Repeat each line of the records below exactly.

*** Given records Section Begins ***

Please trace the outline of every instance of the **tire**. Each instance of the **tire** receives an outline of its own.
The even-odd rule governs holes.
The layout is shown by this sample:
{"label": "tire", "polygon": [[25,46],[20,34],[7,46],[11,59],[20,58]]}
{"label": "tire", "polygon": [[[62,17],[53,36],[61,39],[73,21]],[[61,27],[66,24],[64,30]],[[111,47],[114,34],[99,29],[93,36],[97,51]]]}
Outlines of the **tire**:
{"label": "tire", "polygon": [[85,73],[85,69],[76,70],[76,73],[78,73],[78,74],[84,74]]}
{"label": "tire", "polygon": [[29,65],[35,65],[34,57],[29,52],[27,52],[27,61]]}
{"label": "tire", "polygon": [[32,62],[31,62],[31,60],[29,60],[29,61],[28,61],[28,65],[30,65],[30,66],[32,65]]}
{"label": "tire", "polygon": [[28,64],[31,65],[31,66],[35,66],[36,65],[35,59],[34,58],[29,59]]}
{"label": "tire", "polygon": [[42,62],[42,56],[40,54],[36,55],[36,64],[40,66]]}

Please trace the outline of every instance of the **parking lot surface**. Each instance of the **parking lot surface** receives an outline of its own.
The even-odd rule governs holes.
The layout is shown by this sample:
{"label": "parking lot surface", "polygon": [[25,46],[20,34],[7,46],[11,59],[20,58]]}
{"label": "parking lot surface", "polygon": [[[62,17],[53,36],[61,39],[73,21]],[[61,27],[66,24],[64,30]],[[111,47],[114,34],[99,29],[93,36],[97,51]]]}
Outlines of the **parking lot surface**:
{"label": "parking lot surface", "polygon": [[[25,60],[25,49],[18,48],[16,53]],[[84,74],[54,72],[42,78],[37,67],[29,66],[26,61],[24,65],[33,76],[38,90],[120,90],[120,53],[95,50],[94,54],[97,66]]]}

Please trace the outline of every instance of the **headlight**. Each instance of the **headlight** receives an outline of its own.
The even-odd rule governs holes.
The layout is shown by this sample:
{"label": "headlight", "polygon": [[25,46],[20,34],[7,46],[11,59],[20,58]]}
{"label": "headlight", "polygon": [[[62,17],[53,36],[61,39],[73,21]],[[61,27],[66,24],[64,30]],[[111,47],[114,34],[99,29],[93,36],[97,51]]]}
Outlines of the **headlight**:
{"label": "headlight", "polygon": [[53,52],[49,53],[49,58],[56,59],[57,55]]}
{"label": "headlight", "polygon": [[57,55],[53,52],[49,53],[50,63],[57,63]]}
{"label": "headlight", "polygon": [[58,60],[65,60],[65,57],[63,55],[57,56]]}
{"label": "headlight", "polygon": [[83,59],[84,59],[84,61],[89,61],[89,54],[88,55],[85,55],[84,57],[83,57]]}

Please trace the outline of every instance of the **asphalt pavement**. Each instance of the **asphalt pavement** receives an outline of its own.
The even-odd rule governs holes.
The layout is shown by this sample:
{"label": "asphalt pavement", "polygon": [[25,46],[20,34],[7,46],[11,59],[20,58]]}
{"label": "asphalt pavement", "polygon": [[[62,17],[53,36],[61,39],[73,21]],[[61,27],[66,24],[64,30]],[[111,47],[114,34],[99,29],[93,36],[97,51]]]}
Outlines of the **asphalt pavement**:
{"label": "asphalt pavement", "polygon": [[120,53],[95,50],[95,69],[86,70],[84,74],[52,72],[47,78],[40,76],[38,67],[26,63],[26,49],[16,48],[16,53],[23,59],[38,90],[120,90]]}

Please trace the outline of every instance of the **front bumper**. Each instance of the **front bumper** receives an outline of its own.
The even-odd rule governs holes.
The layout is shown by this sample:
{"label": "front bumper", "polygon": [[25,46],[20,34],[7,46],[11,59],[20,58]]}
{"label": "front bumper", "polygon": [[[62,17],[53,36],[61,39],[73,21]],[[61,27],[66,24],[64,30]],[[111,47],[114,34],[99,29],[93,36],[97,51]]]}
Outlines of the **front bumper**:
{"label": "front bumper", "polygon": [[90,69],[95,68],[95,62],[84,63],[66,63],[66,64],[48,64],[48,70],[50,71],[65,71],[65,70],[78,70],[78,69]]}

*** Given records Section Ends ***

◆ Solution to the exercise
Please trace the outline of every instance of the **tire**. Each instance of the **tire** receives an outline of its own.
The even-odd rule governs holes.
The layout is shown by this sample:
{"label": "tire", "polygon": [[25,46],[20,34],[7,46],[11,59],[20,58]]}
{"label": "tire", "polygon": [[[62,17],[53,36],[61,39],[73,21]],[[61,27],[66,24],[64,30]],[[111,47],[114,34],[99,29],[93,36],[97,51]]]}
Outlines of the **tire**:
{"label": "tire", "polygon": [[85,73],[85,69],[76,70],[76,73],[78,73],[78,74],[84,74]]}
{"label": "tire", "polygon": [[29,65],[35,65],[34,57],[29,52],[27,52],[27,61]]}
{"label": "tire", "polygon": [[32,62],[31,62],[31,60],[29,60],[29,61],[28,61],[28,65],[30,65],[30,66],[32,65]]}
{"label": "tire", "polygon": [[28,64],[31,65],[31,66],[35,66],[36,65],[35,59],[34,58],[29,59]]}
{"label": "tire", "polygon": [[42,62],[42,56],[40,54],[36,55],[36,64],[40,66]]}

Please trace the outline of every instance of the **parking lot surface**. Each instance of the **parking lot surface** receives an outline of its own.
The even-odd rule governs holes.
The layout is shown by this sample:
{"label": "parking lot surface", "polygon": [[25,46],[20,34],[7,46],[11,59],[20,58]]}
{"label": "parking lot surface", "polygon": [[[62,17],[53,36],[61,39],[73,21]],[[61,27],[66,24],[64,30]],[[111,47],[114,34],[99,29],[93,36],[97,51]]]}
Outlines of the **parking lot surface**:
{"label": "parking lot surface", "polygon": [[[25,60],[25,49],[18,48],[16,53]],[[84,74],[54,72],[42,78],[37,67],[29,66],[26,61],[24,65],[33,76],[38,90],[120,90],[120,53],[95,50],[94,54],[97,66]]]}

Please trace the outline of every instance of the **headlight**. Each instance of the **headlight** receives an outline of its own.
The even-odd rule governs holes.
The layout is shown by this sample:
{"label": "headlight", "polygon": [[25,46],[20,34],[7,46],[11,59],[20,58]]}
{"label": "headlight", "polygon": [[[62,17],[53,36],[61,39],[73,21]],[[61,27],[66,24],[64,30]],[[111,47],[114,34],[99,29],[93,36],[97,51]]]}
Outlines of the **headlight**:
{"label": "headlight", "polygon": [[53,52],[49,53],[49,58],[56,59],[57,55]]}
{"label": "headlight", "polygon": [[57,55],[53,52],[49,53],[50,63],[57,63]]}
{"label": "headlight", "polygon": [[58,60],[65,60],[65,57],[63,55],[57,56]]}
{"label": "headlight", "polygon": [[83,59],[84,59],[84,61],[89,61],[89,54],[88,55],[85,55],[84,57],[83,57]]}

Please trace the outline of every instance of the **asphalt pavement**. Each instance of the **asphalt pavement** receives an outline of its own.
The even-odd rule governs holes.
The layout is shown by this sample:
{"label": "asphalt pavement", "polygon": [[25,46],[20,34],[7,46],[11,59],[20,58]]}
{"label": "asphalt pavement", "polygon": [[[62,17],[53,36],[61,39],[73,21]],[[61,27],[66,24],[64,30]],[[111,47],[114,34],[99,29],[93,36],[97,51]]]}
Outlines of the **asphalt pavement**:
{"label": "asphalt pavement", "polygon": [[120,53],[95,50],[95,69],[86,70],[84,74],[52,72],[47,78],[40,76],[38,67],[26,63],[26,49],[16,48],[16,53],[23,59],[38,90],[120,90]]}

Please trace the outline of every instance of the **front bumper**. Each instance of the **front bumper** receives an outline of its own.
The even-odd rule governs holes.
The layout is shown by this sample:
{"label": "front bumper", "polygon": [[25,46],[20,34],[7,46],[11,59],[20,58]]}
{"label": "front bumper", "polygon": [[[62,17],[53,36],[61,39],[73,21]],[[61,27],[66,24],[64,30]],[[111,47],[114,34],[99,29],[93,36],[97,51]]]}
Outlines of the **front bumper**:
{"label": "front bumper", "polygon": [[90,69],[95,68],[95,62],[84,63],[66,63],[66,64],[48,64],[48,70],[50,71],[65,71],[65,70],[78,70],[78,69]]}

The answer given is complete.